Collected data
START

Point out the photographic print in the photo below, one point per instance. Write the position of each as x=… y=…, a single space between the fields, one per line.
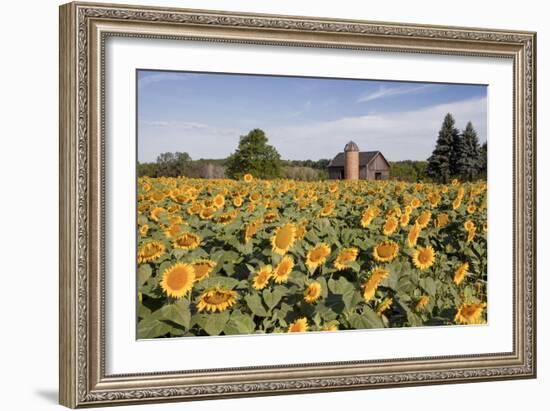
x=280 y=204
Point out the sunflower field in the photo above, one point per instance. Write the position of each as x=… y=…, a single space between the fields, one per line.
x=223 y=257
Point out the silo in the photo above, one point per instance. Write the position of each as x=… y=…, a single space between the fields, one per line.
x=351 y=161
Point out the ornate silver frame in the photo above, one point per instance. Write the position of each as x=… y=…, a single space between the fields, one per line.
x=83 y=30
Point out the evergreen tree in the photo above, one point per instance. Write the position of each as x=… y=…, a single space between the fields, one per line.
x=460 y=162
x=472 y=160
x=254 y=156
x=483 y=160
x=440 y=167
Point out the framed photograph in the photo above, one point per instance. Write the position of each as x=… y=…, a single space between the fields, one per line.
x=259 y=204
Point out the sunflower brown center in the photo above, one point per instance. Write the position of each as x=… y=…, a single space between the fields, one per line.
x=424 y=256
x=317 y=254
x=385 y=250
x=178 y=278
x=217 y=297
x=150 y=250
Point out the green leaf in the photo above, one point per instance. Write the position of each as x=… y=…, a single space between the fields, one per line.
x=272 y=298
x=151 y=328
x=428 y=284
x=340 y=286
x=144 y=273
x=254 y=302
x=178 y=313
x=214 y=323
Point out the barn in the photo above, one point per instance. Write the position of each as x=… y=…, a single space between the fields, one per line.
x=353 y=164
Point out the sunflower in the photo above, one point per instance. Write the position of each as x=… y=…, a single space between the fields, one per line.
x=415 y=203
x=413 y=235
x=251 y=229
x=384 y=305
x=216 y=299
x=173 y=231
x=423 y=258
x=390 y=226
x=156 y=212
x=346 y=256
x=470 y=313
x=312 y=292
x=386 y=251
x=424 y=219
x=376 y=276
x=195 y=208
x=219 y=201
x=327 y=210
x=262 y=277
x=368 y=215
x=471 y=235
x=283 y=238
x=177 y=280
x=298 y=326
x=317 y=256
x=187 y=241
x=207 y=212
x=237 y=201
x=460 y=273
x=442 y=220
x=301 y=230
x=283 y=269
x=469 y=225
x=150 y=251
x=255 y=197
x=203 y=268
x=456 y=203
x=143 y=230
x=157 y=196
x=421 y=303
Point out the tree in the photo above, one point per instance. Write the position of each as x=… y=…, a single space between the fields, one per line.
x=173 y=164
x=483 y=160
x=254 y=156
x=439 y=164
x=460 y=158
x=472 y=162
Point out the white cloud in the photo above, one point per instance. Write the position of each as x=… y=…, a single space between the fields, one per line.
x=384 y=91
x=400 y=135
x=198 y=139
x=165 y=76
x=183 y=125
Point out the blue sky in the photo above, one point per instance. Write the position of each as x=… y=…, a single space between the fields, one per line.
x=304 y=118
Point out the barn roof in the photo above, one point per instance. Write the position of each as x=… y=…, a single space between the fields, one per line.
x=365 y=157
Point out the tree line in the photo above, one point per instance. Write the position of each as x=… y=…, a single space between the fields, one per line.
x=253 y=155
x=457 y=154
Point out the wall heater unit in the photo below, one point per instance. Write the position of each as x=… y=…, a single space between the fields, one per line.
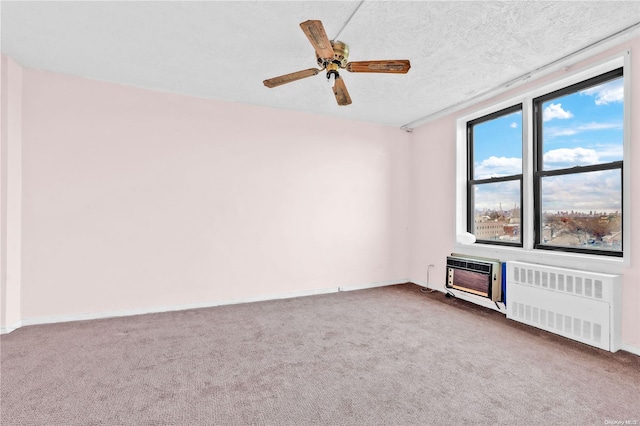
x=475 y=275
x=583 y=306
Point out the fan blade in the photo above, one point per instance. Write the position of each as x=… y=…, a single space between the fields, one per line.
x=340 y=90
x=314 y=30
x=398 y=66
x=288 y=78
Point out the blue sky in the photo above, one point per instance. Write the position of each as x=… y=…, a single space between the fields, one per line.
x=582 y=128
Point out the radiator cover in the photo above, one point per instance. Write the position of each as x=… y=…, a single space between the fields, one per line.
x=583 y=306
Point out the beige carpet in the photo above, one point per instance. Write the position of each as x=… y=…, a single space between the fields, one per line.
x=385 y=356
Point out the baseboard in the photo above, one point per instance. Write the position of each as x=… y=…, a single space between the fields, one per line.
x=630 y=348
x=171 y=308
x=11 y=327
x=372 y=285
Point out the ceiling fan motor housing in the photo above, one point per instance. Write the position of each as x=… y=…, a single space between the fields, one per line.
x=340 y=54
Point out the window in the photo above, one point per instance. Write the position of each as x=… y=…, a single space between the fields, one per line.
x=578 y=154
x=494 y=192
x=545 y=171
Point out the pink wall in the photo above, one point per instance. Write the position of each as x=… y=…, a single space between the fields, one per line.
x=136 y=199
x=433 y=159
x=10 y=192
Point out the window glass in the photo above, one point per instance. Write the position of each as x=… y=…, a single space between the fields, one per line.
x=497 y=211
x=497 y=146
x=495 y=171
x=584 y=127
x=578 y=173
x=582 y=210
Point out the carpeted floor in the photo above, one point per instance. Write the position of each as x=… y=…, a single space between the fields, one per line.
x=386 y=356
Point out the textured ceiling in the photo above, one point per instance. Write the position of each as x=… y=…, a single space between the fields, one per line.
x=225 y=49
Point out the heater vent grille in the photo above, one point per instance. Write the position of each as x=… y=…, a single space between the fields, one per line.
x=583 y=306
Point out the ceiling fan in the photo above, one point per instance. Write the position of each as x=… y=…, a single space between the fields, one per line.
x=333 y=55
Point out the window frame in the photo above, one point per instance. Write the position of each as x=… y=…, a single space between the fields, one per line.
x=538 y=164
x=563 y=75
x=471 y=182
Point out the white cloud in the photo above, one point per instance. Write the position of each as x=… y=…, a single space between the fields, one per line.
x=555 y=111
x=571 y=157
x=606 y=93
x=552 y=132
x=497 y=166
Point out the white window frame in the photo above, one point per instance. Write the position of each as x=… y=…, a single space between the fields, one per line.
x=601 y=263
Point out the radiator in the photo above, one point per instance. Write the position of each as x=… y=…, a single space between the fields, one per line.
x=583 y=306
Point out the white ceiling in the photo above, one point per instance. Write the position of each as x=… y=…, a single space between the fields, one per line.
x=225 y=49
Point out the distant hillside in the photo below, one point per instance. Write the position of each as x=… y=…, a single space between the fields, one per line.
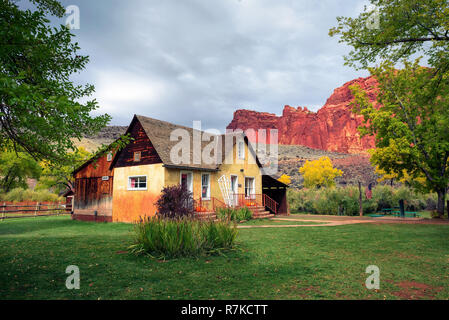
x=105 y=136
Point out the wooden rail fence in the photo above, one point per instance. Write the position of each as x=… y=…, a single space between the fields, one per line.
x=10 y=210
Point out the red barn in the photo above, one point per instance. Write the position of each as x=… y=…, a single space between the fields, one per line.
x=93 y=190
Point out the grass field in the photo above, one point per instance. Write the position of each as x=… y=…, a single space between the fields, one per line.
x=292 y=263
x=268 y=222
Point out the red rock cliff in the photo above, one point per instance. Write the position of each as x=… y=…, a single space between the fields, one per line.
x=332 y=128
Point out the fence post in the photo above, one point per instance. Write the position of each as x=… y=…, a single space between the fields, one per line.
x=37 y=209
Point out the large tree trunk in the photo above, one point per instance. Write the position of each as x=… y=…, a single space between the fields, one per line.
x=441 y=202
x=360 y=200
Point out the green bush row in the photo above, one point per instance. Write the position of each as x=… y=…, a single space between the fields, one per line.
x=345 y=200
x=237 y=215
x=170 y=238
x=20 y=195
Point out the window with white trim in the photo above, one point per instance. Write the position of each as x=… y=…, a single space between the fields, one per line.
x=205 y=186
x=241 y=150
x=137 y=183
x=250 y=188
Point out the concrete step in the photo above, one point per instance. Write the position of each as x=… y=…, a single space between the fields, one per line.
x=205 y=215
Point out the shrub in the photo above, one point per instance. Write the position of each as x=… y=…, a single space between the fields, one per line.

END

(PROBLEM TO WORK ON): Revise all of the data above, replacing every "one point per instance" with "one point for each instance" and leaving everything else unchanged. Leave the pictures out of your answer.

(RESULT):
Point out the photographic print in the photo below, one point for each instance. Write the position of each as x=… y=…, a single space between the fields, one per line.
x=280 y=204
Point out the sunflower field in the photo above, one point for each instance. Write the position of each as x=… y=…, a single space between the fields, one per line.
x=223 y=257
Point out the silo in the photo above, one point for each instance. Write the position of each as x=… y=…, a single space between the fields, one per line.
x=351 y=161
Point out the ornate silver frame in the photo above, one point for each instance. Write the position of each as x=… y=…, a single space between the fields, one per line.
x=83 y=30
Point out the evergreen tree in the photo above, one point for each instance. Write the position of each as x=… y=…, a single space between the fields, one per line.
x=460 y=162
x=472 y=160
x=254 y=156
x=483 y=160
x=440 y=167
Point out the framed photograph in the photo above, one point for each instance. Write the position of each as x=… y=…, a single space between the fields, one per line.
x=259 y=204
Point out the sunflower brown center in the photo above, one point for each instance. Write the position of each as x=… y=…, a single space between the fields, one per line.
x=424 y=256
x=317 y=254
x=385 y=250
x=178 y=278
x=217 y=297
x=150 y=250
Point out the green leaf in the photo above, one point for each instance. Write the position of each as x=… y=…, a single space between the fields, one per line.
x=272 y=298
x=151 y=328
x=428 y=284
x=340 y=286
x=144 y=273
x=254 y=302
x=178 y=313
x=214 y=323
Point out the barn in the photo above, one point for each instance. Write the position of each as x=… y=…, a single space between the fields, one per line.
x=353 y=164
Point out the sunflower in the photo above, one point for each instance. Write the position of each as x=… y=…, a single space between the fields, one per line.
x=415 y=203
x=413 y=235
x=251 y=229
x=384 y=305
x=216 y=299
x=173 y=231
x=423 y=258
x=390 y=226
x=156 y=212
x=346 y=256
x=470 y=313
x=312 y=292
x=386 y=251
x=424 y=219
x=376 y=276
x=195 y=208
x=219 y=201
x=327 y=210
x=262 y=277
x=368 y=215
x=471 y=235
x=283 y=238
x=177 y=280
x=298 y=326
x=317 y=256
x=187 y=241
x=207 y=212
x=237 y=201
x=460 y=273
x=442 y=220
x=301 y=230
x=283 y=269
x=469 y=225
x=150 y=251
x=255 y=197
x=203 y=268
x=456 y=203
x=143 y=230
x=157 y=196
x=421 y=303
Point out the tree in the photo above, one point for each instance. Write the position of each as x=… y=…, a single space between the fields, one per line.
x=173 y=164
x=483 y=160
x=254 y=156
x=439 y=164
x=460 y=158
x=472 y=162
Point out the white cloud in the photo above, one point for each instance. Write the position of each as x=… y=…, a single space between the fields, one per line.
x=384 y=91
x=400 y=135
x=198 y=139
x=165 y=76
x=183 y=125
Point out the blue sky in the photo above, one point for each instance. Write the position of each as x=… y=…, a single space between the fields, one per line.
x=304 y=118
Point out the barn roof in the photo above, one point for each instance. Write the position of each as x=… y=…, a single space between the fields, one per line.
x=365 y=157
Point out the tree line in the photo above, one point for each instance. Write the position of each as x=… y=…, a single space between the fields, one per line.
x=253 y=155
x=457 y=154
Point out the wall heater unit in the photo below, one point for each instance. Write the position of each as x=… y=…, a single space between the fields, one per line.
x=475 y=275
x=583 y=306
Point out the fan blade in the photo above, one point for each instance. Write the position of each as x=… y=…, a single space between the fields, one per line.
x=340 y=90
x=314 y=30
x=398 y=66
x=288 y=78
Point out the blue sky in the photo above, one point for each instance. Write the position of each as x=… y=…, a single space between the fields, one per line.
x=582 y=128
Point out the radiator cover in the photo above, one point for each instance. Write the position of each as x=… y=…, a single space between the fields, one per line.
x=583 y=306
Point out the beige carpet in the photo above, one point for each instance. Write the position of each as x=… y=…, a single space between the fields, one per line.
x=385 y=356
Point out the baseboard in the photo above, one point for each instance. Write the position of each as x=… y=…, a single space between the fields, one per line.
x=630 y=348
x=171 y=308
x=11 y=327
x=372 y=285
Point out the ceiling fan motor housing in the photo above, one point for each instance. Write the position of each as x=… y=…, a single space between the fields, one per line.
x=340 y=54
Point out the window in the photo above, one point for each instance. Write the position of each as x=… y=…, a single space between the fields, one per line.
x=578 y=154
x=494 y=192
x=545 y=171
Point out the pink wall in the photo above, one point for each instance. Write the position of each as x=… y=…, a single space between the fields, one per line.
x=136 y=199
x=433 y=159
x=10 y=192
Point out the window glass in the photo above, one point for each instance. Write the position of each as x=… y=…, a single space between the fields, one per line.
x=497 y=211
x=497 y=146
x=495 y=171
x=584 y=127
x=578 y=173
x=582 y=210
Point out the carpeted floor in the photo above, one point for each instance. Write the position of each as x=… y=…, a single space between the fields, one per line.
x=386 y=356
Point out the textured ceiling in the photo above, one point for each instance. Write the position of each as x=… y=…, a single space between the fields, one per line.
x=225 y=49
Point out the heater vent grille in the photo above, one point for each instance. Write the position of each as x=… y=…, a single space between the fields, one per line.
x=583 y=306
Point out the ceiling fan in the photo above, one point for each instance. Write the position of each as x=… y=…, a single space between the fields, one per line.
x=333 y=55
Point out the window frame in the photo above, one point for each instance. Write the position of each as x=… y=…, a single space between the fields, one per line.
x=538 y=164
x=563 y=75
x=471 y=182
Point out the white cloud in the photo above, one point for each instance. Write the position of each as x=… y=…, a single space between the fields, one per line.
x=555 y=111
x=571 y=157
x=606 y=93
x=552 y=132
x=497 y=166
Point out the white window frame in the photo above, one point for each instance. Write the position of each as x=… y=…, a single space between the fields, one per line.
x=601 y=263
Point out the radiator in the photo above, one point for each instance. Write the position of each as x=… y=…, a single space between the fields, one per line.
x=583 y=306
Point out the white ceiling in the photo above, one point for each instance. Write the position of each as x=… y=…, a single space between the fields, one per line.
x=225 y=49
Point out the distant hillside in the photo below, one point for each instance. Write the position of each as x=… y=…, a single space between the fields, one per line.
x=105 y=136
Point out the wooden rail fence in the photo above, one point for each instance. Write the position of each as x=… y=…, a single space between the fields, one per line.
x=10 y=210
Point out the red barn in the photo above, one point for each instance. Write the position of each as x=… y=…, a single space between the fields, one per line.
x=93 y=190
Point out the grass field in the photo above, one point for each instance. Write the position of each as x=… y=…, a single space between the fields, one per line.
x=292 y=263
x=268 y=222
Point out the red rock cliff in the photo above, one point for each instance. Write the position of each as x=… y=…, a single space between the fields, one per line.
x=332 y=128
Point out the fence post in the photo above, one point for each instance. Write the position of each as x=… y=…, a single space between the fields, one per line.
x=37 y=209
Point out the large tree trunk in the photo above, one point for each instance. Write the position of each as x=… y=…, a single space between the fields, one per line.
x=441 y=202
x=360 y=200
Point out the green bush row in the photo above, one point for each instance. Write the position of each as x=… y=…, a single space between the fields, one per line.
x=345 y=200
x=237 y=215
x=170 y=238
x=20 y=195
Point out the window with white trim in the photo above, one point for each instance. Write the position of each as x=… y=…, a single space between the fields, one per line.
x=205 y=186
x=241 y=150
x=137 y=183
x=250 y=188
Point out the concrete step in the photo above, one point for each instance. Write the position of each as x=… y=…, a single space between the fields, one per line.
x=205 y=215
Point out the shrub in the photo above, one point for each instance. Write the position of each as x=… y=…, a single space between the fields, one per line.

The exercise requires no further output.